* _Exercise details_
The entries below should be copied exactly and completely.
━━━━━ Information shown
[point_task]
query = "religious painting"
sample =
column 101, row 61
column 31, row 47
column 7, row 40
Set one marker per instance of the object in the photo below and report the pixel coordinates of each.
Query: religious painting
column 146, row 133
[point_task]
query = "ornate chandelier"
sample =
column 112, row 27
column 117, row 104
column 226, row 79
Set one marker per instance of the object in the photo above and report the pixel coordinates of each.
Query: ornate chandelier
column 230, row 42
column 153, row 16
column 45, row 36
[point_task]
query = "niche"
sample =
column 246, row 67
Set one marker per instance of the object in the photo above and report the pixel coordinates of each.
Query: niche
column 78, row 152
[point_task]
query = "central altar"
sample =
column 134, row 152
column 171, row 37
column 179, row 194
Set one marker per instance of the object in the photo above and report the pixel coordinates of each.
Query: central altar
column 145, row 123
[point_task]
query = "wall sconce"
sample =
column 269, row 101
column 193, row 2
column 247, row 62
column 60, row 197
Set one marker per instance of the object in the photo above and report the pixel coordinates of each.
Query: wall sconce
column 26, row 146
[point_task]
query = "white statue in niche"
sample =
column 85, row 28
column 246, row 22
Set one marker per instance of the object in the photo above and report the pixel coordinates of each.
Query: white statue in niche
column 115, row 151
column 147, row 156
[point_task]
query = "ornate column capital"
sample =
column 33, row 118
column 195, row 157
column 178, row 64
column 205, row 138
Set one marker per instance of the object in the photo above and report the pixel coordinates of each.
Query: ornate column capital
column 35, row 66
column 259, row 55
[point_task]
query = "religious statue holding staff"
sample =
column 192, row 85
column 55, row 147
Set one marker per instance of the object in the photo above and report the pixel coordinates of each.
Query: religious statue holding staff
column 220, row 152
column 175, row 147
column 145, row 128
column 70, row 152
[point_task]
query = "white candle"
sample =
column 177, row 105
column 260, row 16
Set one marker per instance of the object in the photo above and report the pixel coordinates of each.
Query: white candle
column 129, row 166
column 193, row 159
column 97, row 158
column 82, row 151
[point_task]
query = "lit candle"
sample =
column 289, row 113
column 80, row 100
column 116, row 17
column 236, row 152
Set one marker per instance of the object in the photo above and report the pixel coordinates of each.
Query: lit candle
━━━━━━━━━━
* _The completed task_
[point_task]
query = "religious painting"
sample =
column 101, row 61
column 31, row 47
column 7, row 40
Set one marker per instance of the object in the photo below and report the pixel coordinates of each.
Query: religious painting
column 146, row 133
[point_task]
query = "ornate chandelier"
sample =
column 112, row 27
column 117, row 104
column 226, row 79
Set one marker per instance of the object in the photo above and report the pixel coordinates of each.
Query: ornate chandelier
column 230, row 42
column 153, row 16
column 45, row 36
[point_task]
query = "niche"
sample =
column 246, row 67
Set one marker per instance of the object in the photo above and report the pixel coordinates of each.
Query: niche
column 78, row 152
[point_task]
query = "central altar"
sample =
column 134, row 152
column 171, row 37
column 179, row 194
Set one marker per instance of the object in the photo above and report the pixel coordinates of each.
Query: central altar
column 145, row 123
[point_task]
query = "wall sconce"
sample =
column 269, row 101
column 193, row 2
column 247, row 62
column 60, row 197
Set one marker per instance of the object in the photo above and report the pixel coordinates of each.
Query: wall sconce
column 26, row 146
[point_task]
query = "white statue in niche"
sample =
column 85, row 28
column 246, row 22
Set one marker per instance of the object in the photo above and report the pixel coordinates of each.
Query: white statue in niche
column 115, row 151
column 147, row 156
[point_task]
query = "ornate column capital"
sample =
column 33, row 118
column 195, row 157
column 178, row 64
column 205, row 138
Set one marker per instance of the object in the photo above and report the pixel coordinates of each.
Query: ornate column capital
column 35, row 66
column 259, row 55
[point_task]
query = "religious statue holding staff"
sample =
column 192, row 85
column 55, row 147
Set one marker per instance of the object in the photo above and report the pixel coordinates of each.
Query: religious statue holding staff
column 220, row 152
column 175, row 147
column 145, row 128
column 70, row 152
[point_task]
query = "white candle"
sample =
column 177, row 105
column 260, row 16
Set one marker per instance of the object in the photo above and report the pixel coordinates of each.
Query: white candle
column 129, row 166
column 193, row 159
column 97, row 158
column 82, row 151
[point_task]
query = "lit candle"
sample =
column 289, row 113
column 80, row 100
column 116, row 17
column 236, row 152
Set one marker per instance of the object in the photo above and report the pixel coordinates of each.
Query: lit candle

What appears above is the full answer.